_OBJECTIVE_. Report every line in the rows below that contains the word "brick", treating uppercase and lowercase as different.

_MATERIAL SUPPLIED_.
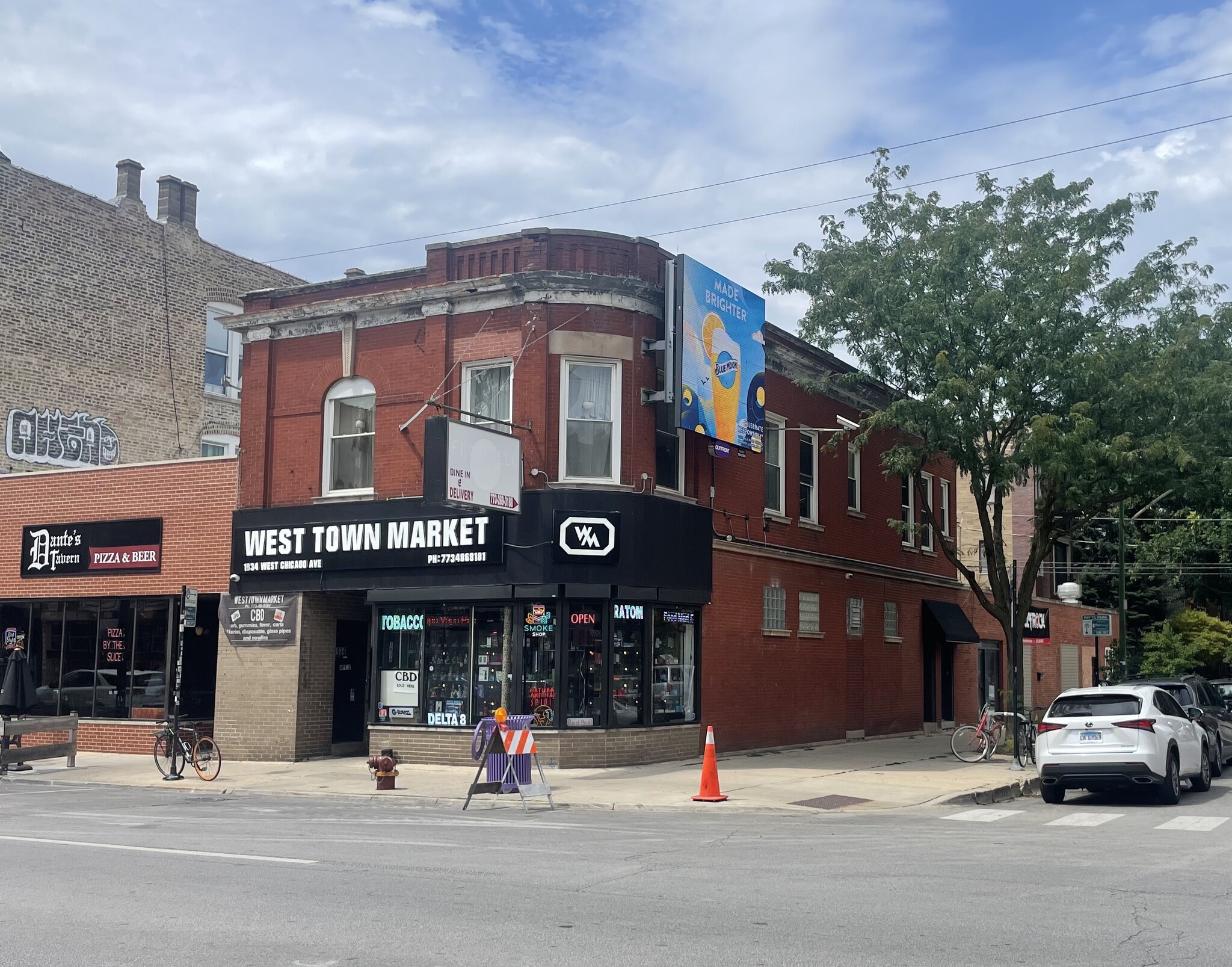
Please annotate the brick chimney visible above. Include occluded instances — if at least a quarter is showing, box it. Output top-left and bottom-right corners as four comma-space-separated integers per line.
158, 175, 197, 232
111, 158, 146, 208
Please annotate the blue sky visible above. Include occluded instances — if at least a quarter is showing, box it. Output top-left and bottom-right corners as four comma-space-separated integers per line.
0, 0, 1232, 326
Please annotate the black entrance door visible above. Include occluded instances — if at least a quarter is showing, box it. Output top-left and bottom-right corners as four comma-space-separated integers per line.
333, 621, 368, 743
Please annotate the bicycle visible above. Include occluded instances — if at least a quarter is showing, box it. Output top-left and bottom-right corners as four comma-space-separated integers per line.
154, 726, 223, 782
950, 702, 1002, 762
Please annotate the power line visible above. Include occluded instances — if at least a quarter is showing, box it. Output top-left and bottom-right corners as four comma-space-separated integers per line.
647, 114, 1232, 238
265, 72, 1232, 265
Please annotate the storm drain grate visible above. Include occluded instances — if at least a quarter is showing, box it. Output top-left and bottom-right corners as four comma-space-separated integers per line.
791, 796, 870, 809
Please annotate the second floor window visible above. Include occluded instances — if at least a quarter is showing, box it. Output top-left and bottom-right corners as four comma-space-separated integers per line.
902, 477, 916, 547
799, 430, 817, 522
762, 413, 786, 514
462, 361, 514, 434
561, 360, 620, 481
762, 585, 787, 631
322, 375, 377, 494
205, 302, 244, 399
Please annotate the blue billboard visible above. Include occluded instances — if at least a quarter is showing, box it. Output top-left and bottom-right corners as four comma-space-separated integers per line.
676, 255, 766, 453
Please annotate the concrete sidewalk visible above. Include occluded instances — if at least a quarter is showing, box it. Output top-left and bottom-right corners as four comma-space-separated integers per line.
8, 734, 1035, 813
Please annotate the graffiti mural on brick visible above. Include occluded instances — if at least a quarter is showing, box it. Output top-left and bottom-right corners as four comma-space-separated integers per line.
5, 407, 120, 467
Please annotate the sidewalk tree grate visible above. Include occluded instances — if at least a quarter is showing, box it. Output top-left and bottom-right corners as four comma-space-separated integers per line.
791, 796, 872, 809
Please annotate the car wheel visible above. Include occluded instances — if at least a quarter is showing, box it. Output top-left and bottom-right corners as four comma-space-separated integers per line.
1040, 786, 1066, 806
1159, 749, 1180, 806
1189, 747, 1215, 792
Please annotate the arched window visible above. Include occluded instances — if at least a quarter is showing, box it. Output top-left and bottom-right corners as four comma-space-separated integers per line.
320, 375, 377, 496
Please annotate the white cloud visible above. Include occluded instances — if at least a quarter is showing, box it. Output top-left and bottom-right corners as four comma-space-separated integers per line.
0, 0, 1232, 325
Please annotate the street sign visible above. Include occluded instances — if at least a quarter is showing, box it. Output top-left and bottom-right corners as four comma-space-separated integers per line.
183, 587, 197, 628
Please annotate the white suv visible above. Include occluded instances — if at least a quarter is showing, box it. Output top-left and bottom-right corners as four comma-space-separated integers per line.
1035, 685, 1211, 806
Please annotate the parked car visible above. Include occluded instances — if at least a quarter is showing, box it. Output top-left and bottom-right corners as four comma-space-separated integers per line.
1035, 682, 1211, 806
1130, 675, 1232, 776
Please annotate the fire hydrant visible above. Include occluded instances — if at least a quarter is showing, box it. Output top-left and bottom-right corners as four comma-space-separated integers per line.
368, 752, 398, 792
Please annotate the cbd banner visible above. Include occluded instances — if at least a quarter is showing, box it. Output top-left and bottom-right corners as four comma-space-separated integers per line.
676, 255, 766, 453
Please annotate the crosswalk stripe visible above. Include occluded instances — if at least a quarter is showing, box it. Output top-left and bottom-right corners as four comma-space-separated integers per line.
1044, 813, 1125, 827
1156, 815, 1228, 833
943, 809, 1023, 823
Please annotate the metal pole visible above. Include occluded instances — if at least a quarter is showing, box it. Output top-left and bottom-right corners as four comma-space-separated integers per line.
1116, 500, 1130, 679
1009, 558, 1023, 770
162, 585, 188, 782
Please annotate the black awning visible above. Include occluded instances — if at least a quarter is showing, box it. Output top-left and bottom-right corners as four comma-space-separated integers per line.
924, 599, 979, 644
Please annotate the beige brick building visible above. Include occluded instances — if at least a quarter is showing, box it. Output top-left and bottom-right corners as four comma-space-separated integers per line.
0, 145, 300, 473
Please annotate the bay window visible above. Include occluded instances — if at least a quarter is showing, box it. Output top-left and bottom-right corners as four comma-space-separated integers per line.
320, 375, 377, 495
561, 359, 621, 483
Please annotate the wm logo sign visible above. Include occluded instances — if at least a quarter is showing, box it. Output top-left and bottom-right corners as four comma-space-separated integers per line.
557, 514, 616, 558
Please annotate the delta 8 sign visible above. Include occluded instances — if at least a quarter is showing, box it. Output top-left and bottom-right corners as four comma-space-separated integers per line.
424, 416, 522, 514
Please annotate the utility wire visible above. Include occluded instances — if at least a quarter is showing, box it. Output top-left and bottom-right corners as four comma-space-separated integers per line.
265, 72, 1232, 265
645, 114, 1232, 238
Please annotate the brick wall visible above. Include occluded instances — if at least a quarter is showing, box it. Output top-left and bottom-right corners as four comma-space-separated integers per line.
0, 457, 236, 600
0, 154, 298, 471
214, 594, 368, 761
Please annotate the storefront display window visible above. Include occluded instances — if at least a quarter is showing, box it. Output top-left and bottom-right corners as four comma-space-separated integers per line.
470, 607, 513, 720
612, 605, 645, 726
94, 600, 133, 718
424, 607, 472, 726
522, 604, 557, 728
650, 608, 697, 724
564, 605, 606, 728
26, 601, 64, 715
57, 601, 100, 718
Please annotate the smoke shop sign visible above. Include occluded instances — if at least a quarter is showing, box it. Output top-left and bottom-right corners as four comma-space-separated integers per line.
232, 501, 505, 576
21, 517, 162, 578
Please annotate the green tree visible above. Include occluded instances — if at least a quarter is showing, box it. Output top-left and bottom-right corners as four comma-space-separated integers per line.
765, 150, 1232, 680
1139, 608, 1232, 679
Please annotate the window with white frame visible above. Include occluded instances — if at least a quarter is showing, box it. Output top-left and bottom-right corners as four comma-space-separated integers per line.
799, 592, 822, 634
883, 601, 902, 638
838, 416, 860, 513
848, 598, 864, 634
201, 434, 239, 457
762, 584, 787, 631
762, 413, 787, 514
320, 375, 377, 495
799, 430, 817, 524
561, 359, 621, 483
462, 360, 514, 434
899, 477, 916, 547
205, 302, 244, 399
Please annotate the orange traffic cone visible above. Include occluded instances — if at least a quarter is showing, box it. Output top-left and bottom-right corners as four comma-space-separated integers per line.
694, 726, 727, 802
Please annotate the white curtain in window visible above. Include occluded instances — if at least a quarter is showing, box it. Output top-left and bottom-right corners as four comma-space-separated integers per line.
564, 363, 612, 478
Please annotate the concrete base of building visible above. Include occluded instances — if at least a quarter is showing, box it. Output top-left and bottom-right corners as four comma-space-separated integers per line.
368, 723, 701, 768
22, 718, 212, 756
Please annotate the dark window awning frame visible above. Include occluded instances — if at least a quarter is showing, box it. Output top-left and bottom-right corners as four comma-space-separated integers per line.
923, 598, 979, 644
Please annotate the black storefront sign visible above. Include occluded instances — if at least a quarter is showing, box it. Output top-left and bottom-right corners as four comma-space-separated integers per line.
552, 510, 620, 564
1023, 607, 1052, 644
218, 594, 300, 647
21, 517, 162, 578
232, 500, 505, 578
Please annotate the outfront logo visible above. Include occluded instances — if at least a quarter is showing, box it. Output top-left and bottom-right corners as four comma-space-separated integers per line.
556, 513, 620, 560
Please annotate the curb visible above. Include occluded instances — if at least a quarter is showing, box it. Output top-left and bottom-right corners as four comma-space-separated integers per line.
5, 776, 813, 815
936, 779, 1040, 806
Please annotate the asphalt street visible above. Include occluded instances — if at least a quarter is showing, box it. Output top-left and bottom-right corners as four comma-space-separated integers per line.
0, 779, 1232, 967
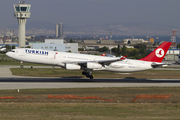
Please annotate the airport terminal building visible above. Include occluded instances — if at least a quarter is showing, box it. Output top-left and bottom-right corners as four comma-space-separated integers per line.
32, 39, 78, 53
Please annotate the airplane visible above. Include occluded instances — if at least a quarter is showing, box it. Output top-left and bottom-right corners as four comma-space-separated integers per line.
6, 42, 171, 79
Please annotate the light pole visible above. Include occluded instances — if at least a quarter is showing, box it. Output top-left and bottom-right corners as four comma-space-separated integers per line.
109, 32, 112, 55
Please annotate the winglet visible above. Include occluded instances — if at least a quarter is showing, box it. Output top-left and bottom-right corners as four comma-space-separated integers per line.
139, 42, 172, 62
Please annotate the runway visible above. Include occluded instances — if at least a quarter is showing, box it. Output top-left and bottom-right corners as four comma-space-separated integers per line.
0, 78, 180, 90
0, 66, 180, 90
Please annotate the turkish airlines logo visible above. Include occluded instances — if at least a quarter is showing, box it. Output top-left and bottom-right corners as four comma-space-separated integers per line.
155, 48, 164, 58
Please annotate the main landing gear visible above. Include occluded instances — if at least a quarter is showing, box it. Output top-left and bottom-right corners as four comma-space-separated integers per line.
82, 71, 94, 79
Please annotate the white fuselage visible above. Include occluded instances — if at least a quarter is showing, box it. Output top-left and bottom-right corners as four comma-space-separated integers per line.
6, 49, 152, 72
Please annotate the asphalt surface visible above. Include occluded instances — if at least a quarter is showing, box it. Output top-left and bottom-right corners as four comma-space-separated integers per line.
0, 66, 180, 90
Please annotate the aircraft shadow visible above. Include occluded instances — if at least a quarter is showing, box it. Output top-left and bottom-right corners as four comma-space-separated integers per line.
0, 78, 180, 83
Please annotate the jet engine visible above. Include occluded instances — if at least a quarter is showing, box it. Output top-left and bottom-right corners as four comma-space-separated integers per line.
87, 62, 102, 69
65, 63, 81, 70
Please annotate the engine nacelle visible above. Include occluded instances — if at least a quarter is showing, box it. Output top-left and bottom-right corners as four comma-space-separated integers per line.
87, 62, 102, 69
109, 62, 127, 68
65, 63, 81, 70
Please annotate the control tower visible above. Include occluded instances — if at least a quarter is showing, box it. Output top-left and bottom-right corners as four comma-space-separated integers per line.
14, 1, 31, 47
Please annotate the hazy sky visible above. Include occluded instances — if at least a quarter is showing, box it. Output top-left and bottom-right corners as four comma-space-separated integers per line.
0, 0, 180, 28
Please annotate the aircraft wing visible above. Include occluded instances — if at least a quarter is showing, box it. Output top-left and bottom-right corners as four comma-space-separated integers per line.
64, 58, 121, 65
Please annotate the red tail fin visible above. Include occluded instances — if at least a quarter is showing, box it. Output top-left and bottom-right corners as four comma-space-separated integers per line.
139, 42, 171, 62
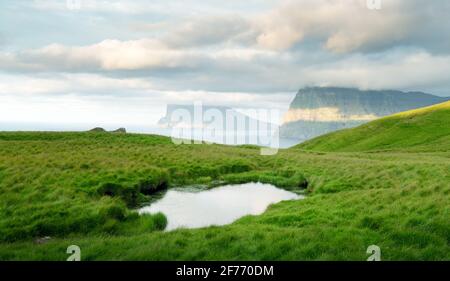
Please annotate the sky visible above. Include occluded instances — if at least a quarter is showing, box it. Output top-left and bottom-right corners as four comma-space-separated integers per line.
0, 0, 450, 131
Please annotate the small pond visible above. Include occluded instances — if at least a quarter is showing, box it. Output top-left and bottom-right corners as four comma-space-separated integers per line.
139, 183, 303, 230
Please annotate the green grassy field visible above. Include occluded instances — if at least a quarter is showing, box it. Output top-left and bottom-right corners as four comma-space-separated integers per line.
0, 103, 450, 260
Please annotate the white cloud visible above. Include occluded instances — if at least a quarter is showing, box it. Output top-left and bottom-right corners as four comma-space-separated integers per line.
254, 0, 416, 53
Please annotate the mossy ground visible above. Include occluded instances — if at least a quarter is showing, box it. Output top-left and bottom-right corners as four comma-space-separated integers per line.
0, 128, 450, 260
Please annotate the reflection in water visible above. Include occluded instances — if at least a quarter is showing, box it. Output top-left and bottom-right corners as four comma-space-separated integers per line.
139, 183, 303, 230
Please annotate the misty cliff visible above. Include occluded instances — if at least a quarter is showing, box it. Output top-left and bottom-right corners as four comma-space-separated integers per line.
280, 87, 449, 142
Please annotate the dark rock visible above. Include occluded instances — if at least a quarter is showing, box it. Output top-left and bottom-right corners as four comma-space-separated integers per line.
89, 127, 106, 133
111, 128, 127, 134
34, 236, 52, 244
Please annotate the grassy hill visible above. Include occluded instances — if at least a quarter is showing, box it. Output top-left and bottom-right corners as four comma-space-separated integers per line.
297, 101, 450, 152
0, 108, 450, 261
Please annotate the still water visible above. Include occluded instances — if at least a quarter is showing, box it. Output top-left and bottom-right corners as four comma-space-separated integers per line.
139, 183, 303, 230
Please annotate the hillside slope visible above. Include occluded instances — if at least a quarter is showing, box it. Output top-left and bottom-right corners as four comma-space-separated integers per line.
280, 87, 449, 143
296, 98, 450, 151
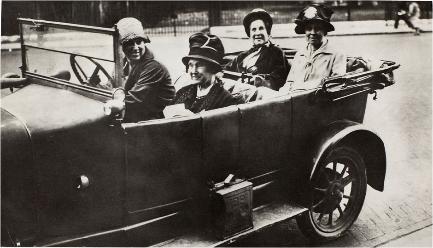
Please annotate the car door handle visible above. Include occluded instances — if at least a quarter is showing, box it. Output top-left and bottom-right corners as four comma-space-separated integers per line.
75, 175, 90, 190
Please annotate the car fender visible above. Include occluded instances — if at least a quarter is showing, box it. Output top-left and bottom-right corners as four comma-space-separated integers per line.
309, 121, 386, 191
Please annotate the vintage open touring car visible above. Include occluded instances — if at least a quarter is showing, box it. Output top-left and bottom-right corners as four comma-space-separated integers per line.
1, 19, 399, 246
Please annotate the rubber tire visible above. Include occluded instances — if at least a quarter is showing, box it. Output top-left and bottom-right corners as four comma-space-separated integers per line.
296, 145, 367, 243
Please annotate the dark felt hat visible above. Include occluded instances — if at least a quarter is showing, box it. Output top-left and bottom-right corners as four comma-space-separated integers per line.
243, 8, 273, 37
182, 33, 224, 68
116, 17, 150, 45
295, 4, 335, 34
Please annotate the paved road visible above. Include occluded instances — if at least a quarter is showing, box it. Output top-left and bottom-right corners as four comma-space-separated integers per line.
2, 33, 432, 246
221, 34, 432, 247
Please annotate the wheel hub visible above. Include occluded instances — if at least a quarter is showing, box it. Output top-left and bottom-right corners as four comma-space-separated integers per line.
320, 180, 344, 214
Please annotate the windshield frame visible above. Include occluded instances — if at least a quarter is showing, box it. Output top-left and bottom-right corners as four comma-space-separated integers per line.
17, 18, 122, 96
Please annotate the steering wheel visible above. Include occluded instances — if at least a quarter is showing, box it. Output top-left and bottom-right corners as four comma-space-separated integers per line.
69, 54, 113, 86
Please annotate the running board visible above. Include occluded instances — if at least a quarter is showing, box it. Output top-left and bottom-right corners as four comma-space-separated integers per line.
153, 203, 308, 247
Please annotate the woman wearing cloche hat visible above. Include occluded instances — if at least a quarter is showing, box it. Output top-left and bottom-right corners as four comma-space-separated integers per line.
173, 33, 239, 115
280, 4, 346, 92
116, 17, 175, 122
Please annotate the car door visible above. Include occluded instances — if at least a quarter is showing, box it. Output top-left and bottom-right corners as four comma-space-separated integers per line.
122, 115, 203, 245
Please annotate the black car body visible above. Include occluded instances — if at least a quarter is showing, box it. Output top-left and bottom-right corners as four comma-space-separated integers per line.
1, 19, 398, 246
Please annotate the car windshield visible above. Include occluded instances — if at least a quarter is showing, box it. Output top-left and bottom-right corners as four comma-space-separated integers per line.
21, 22, 115, 88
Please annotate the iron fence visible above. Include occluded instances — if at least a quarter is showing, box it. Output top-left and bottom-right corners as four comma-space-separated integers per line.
1, 0, 432, 36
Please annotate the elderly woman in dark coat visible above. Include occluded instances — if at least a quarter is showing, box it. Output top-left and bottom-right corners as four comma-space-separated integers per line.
173, 33, 242, 114
225, 9, 290, 90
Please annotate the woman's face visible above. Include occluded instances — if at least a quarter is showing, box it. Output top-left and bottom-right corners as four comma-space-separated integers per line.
250, 20, 269, 46
305, 22, 326, 48
187, 59, 213, 84
122, 38, 146, 62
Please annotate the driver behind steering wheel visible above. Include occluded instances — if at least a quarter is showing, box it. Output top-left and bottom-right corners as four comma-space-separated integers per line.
117, 17, 175, 122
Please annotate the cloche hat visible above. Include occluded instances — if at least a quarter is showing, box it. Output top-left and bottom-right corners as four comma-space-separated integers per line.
116, 17, 150, 45
243, 8, 273, 37
295, 4, 335, 34
182, 33, 224, 68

_RESULT OF THIS TASK_.
Please annotate the brick chimney visible above. Include occluded instances — if at least a quarter is showing, box it. Output top-left and bottom-right corners as four comma-space-separated integers per line.
Please annotate the graffiti mural on brick visible above. Include occluded instances — if at least a quarter is showing, box it. Output top-left and bottom-right corners as four comma-space-separated integers per line.
Please annotate the beige brick building visible above. Include occluded instances — if at least a quarter is showing, box it. Output top-left and bottom-right corners as four comma-space-separated integers per line.
Please annotate the brick wall visible above. Include occluded instances — if at least a quarter is showing, box it. Output top-left and bottom-right corners as four comma-space-separated integers per line.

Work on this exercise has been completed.